Page excerpt
• • • •

Researchers at the Massachusetts Institute of Technology’s Computer Science and Artificial Intelligence Laboratory and collaborators at Asari AI have developed a new framework called EnCompass to improve how artificial intelligence agents interact with large language models. AI agents are software programs that can call on large language models (LLMs) to solve problems, complete multi-step tasks, or assist with complex workflows. But when LLMs make mistakes, traditional agent programs must be rewritten or extended in complex ways to handle errors and explore alternative reasoning paths. EnCompass aims to simplify that process while improving the quality of the final outcomes, tells MIT News.
At its core, EnCompass separates an agent’s workflow logic from its search strategy. Instead of hard-coding error recovery and alternative search logic into the core program, developers annotate “branchpoints” where the agent may want to backtrack or explore multiple paths. EnCompass then automatically backtracks or launches parallel executions when LLM output deviates from an optimal path. This search-based approach explores different combinations of intermediate LLM responses and selects the best overall outcome.

• • • •

Region descriptions in natural language
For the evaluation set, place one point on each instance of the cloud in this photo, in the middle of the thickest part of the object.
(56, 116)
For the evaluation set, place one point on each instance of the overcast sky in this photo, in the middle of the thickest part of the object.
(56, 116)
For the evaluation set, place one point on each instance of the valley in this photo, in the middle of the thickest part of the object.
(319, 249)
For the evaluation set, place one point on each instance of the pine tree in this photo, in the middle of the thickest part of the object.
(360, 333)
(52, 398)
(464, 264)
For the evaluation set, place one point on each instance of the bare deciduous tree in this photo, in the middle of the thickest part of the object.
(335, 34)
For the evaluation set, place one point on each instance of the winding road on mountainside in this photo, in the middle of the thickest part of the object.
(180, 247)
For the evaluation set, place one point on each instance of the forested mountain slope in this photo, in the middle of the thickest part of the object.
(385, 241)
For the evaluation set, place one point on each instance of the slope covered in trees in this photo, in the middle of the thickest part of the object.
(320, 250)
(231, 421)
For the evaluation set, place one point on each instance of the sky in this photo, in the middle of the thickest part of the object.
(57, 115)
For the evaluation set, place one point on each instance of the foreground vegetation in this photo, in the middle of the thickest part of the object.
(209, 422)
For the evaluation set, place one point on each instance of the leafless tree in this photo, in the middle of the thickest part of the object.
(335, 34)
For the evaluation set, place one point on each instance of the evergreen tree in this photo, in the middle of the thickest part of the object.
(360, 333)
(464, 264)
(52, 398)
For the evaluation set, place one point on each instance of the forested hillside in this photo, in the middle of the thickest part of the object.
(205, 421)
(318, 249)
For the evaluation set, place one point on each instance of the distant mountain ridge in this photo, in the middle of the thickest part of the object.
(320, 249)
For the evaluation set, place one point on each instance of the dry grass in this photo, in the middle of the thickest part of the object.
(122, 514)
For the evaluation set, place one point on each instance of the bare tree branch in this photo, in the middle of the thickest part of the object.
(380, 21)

• • • •

Assigned task 1
Echo the EnCompass article word for word, starting at "Researchers at the" and ending at "tells MIT News.".
Assigned task 2
According to the EnCompass article, what three things can AI agents call on large language models to do?
Assigned task 3
Finish out the next part of the EnCompass article, continuing after its last sentence.
The entries above are separate material, unrelated to the EnCompass article.

Task response 1
Researchers at the Massachusetts Institute of Technology’s Computer Science and Artificial Intelligence Laboratory and collaborators at Asari AI have developed a new framework called EnCompass to improve how artificial intelligence agents interact with large language models. AI agents are software programs that can call on large language models (LLMs) to solve problems, complete multi-step tasks, or assist with complex workflows. But when LLMs make mistakes, traditional agent programs must be rewritten or extended in complex ways to handle errors and explore alternative reasoning paths. EnCompass aims to simplify that process while improving the quality of the final outcomes, tells MIT News.

Task response 2
1. Solve problems
2. Complete multi-step tasks
3. Assist with complex workflows

Task response 3
By making search strategies modular, the framework lets programmers experiment with different search methods, such as beam search or Monte Carlo tree search, without altering the agent’s main workflow. In practical terms, this means far less custom code is needed to introduce search behaviors. In tests, agents enhanced by EnCompass required significantly fewer lines of code and demonstrated higher accuracy on tasks such as translating large code repositories.
EnCompass also enables parallel evaluation of multiple execution threads, increasing the likelihood that agents converge on high-quality solutions. This is particularly valuable for agents tackling large, multi-step problems where early LLM errors may otherwise cascade into flawed results. Looking ahead, the researchers believe EnCompass could help AI agents operate on larger codebases, support scientific research workflows, and even assist in hardware design. Overall, the framework makes AI agents more flexible and reliable, offering a structured way to harness search within complex LLM-driven systems.